§ **Instruction**: Would you return all of this data exactly, leaving nothing out?

§ **Data entries**:
|---|
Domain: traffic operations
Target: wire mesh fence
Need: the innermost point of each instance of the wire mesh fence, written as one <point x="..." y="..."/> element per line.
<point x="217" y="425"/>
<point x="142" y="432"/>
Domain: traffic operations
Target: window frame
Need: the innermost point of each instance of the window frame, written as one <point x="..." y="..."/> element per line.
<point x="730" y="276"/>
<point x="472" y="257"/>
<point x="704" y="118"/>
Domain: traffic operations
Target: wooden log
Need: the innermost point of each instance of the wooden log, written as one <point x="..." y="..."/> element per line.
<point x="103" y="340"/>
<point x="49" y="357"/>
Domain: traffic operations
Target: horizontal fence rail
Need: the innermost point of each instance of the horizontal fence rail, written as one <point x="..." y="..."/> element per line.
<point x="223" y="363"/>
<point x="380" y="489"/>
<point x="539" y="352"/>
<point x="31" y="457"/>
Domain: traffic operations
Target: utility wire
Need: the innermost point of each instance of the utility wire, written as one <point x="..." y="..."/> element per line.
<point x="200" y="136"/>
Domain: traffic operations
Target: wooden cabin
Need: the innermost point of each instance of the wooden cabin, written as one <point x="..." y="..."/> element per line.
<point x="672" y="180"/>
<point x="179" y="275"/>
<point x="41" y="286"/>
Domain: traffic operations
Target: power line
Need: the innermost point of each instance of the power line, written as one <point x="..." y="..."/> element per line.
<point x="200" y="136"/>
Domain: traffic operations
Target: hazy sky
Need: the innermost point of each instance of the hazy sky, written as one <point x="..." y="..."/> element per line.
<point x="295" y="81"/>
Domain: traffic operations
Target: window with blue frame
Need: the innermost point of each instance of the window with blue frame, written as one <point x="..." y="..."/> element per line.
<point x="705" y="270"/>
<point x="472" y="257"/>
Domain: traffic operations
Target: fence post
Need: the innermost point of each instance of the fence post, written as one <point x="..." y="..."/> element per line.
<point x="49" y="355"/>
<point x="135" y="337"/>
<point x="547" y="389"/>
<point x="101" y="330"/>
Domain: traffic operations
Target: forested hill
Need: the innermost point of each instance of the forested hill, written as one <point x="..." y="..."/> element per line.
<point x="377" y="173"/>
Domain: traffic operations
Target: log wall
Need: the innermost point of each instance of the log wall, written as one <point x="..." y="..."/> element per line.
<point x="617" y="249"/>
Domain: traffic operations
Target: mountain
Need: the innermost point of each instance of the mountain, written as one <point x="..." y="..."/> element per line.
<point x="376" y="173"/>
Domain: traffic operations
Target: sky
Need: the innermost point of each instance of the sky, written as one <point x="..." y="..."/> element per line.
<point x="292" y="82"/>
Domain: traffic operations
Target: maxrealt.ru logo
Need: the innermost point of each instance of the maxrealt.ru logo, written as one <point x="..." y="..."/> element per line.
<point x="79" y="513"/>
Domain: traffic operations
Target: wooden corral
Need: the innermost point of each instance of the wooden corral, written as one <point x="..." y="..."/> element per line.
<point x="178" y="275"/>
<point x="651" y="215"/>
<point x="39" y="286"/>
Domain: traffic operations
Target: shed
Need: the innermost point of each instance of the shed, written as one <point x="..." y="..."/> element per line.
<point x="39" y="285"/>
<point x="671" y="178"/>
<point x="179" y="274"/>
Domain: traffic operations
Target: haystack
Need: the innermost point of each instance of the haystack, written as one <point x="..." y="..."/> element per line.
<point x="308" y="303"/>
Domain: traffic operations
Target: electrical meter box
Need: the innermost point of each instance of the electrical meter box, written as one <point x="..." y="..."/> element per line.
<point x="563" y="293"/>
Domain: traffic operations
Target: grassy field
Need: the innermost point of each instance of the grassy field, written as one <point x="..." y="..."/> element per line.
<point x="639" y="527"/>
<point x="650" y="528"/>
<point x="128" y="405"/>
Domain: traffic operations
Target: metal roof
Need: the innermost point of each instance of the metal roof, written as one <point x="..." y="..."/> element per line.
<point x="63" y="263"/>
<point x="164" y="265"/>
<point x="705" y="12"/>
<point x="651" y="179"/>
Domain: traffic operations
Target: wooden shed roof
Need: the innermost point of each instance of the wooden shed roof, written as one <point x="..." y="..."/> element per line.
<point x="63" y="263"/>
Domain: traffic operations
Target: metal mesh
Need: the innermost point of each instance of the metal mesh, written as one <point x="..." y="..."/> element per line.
|---|
§ **Task output**:
Domain: traffic operations
Target: wire mesh fence
Need: the innermost point of each instance of the wire mesh fence, written as one <point x="..." y="..."/> element per line.
<point x="217" y="425"/>
<point x="142" y="432"/>
Domain: traffic operations
Target: window frame
Need: the innermost point of each instance of the window frame, written as one <point x="..." y="..."/> element per line.
<point x="730" y="276"/>
<point x="472" y="257"/>
<point x="704" y="118"/>
Domain: traffic operations
Target: wooden log
Need: the innermost point of each instance of the wooden log, written as one <point x="..." y="..."/> element per line.
<point x="103" y="340"/>
<point x="49" y="357"/>
Domain: traffic operations
Target: horizontal fence rail
Need: the innermost point of each instance of the horizontal fence rail, written as one <point x="..." y="..."/> element per line.
<point x="223" y="363"/>
<point x="380" y="489"/>
<point x="539" y="352"/>
<point x="31" y="457"/>
Domain: traffic operations
Target: utility wire
Need: the innermost point of each instance of the utility wire, written as one <point x="..." y="..."/> element per line.
<point x="200" y="136"/>
Domain: traffic operations
Target: wooden cabin
Need: the innermost point of each instance of the wooden cabin, written as one <point x="..." y="..."/> element per line.
<point x="672" y="180"/>
<point x="179" y="275"/>
<point x="41" y="286"/>
Domain: traffic operations
Target: power line
Need: the innermost point of each instance of the power line, written as one <point x="..." y="..."/> element per line.
<point x="200" y="136"/>
Domain: traffic operations
Target: hazy sky
Need: the innermost point of each instance of the hazy sky, written as one <point x="..." y="..."/> element per line.
<point x="295" y="81"/>
Domain: traffic operations
Target: window with blue frame
Need: the innermost point of each instance of the window with blue frame, written as one <point x="..." y="..."/> element per line.
<point x="705" y="270"/>
<point x="472" y="257"/>
Domain: traffic operations
Target: fence post
Need: the innermost point of each instance of the fence post, written as one <point x="..." y="..."/> element per line.
<point x="49" y="355"/>
<point x="135" y="337"/>
<point x="547" y="389"/>
<point x="101" y="330"/>
Domain: traffic operations
Target: forested hill
Need: the innermost point of each instance of the forested hill, written as one <point x="..." y="..."/> element per line.
<point x="377" y="173"/>
Domain: traffic operations
Target: log wall
Need: the innermost point of each instance of the log wall, written as one <point x="..." y="..."/> element per line.
<point x="617" y="249"/>
Domain: traffic operations
Target: mountain
Need: the innermost point of each instance of the mountain, written as one <point x="..." y="..."/> element per line.
<point x="376" y="173"/>
Domain: traffic operations
Target: sky
Need: the innermost point of each instance of the sky, written as one <point x="..." y="..."/> element per line.
<point x="292" y="82"/>
Domain: traffic operations
Target: maxrealt.ru logo
Need: the innermost point of each instance of the maxrealt.ru logo, written as one <point x="..." y="..."/> element per line.
<point x="79" y="513"/>
Domain: traffic operations
Target: wooden corral
Need: the innermost point of each instance of the wooden corral, written as one <point x="..." y="..."/> element per line.
<point x="178" y="275"/>
<point x="651" y="215"/>
<point x="39" y="286"/>
Domain: traffic operations
Target: shed
Need: the innermost point of each instance of the shed, written as one <point x="..." y="..."/> element per line.
<point x="39" y="285"/>
<point x="671" y="178"/>
<point x="179" y="274"/>
Domain: traffic operations
Target: haystack
Need: the innermost point of each instance of the haystack, written as one <point x="..." y="..."/> element per line.
<point x="308" y="303"/>
Domain: traffic operations
Target: electrical meter box
Need: the innermost point of each instance of the electrical meter box, written as one <point x="..." y="..."/> element per line.
<point x="563" y="293"/>
Domain: traffic operations
Target: grassy field
Need: the innermost point of each instance of the grassy field, written as one <point x="..." y="..."/> element per line.
<point x="639" y="527"/>
<point x="650" y="528"/>
<point x="128" y="405"/>
Domain: traffic operations
Target: metal roof
Need: the innermost point of each instance of the metal roof, written as one <point x="..." y="..."/> element per line.
<point x="63" y="263"/>
<point x="164" y="265"/>
<point x="705" y="12"/>
<point x="651" y="179"/>
Domain: traffic operations
Target: wooden shed roof
Need: the innermost point of each instance of the wooden shed roof, written as one <point x="..." y="..."/> element per line.
<point x="63" y="263"/>
Domain: traffic operations
Target: metal mesh
Need: the innermost point of each instance of the metal mesh, written as one <point x="..." y="..."/> element per line.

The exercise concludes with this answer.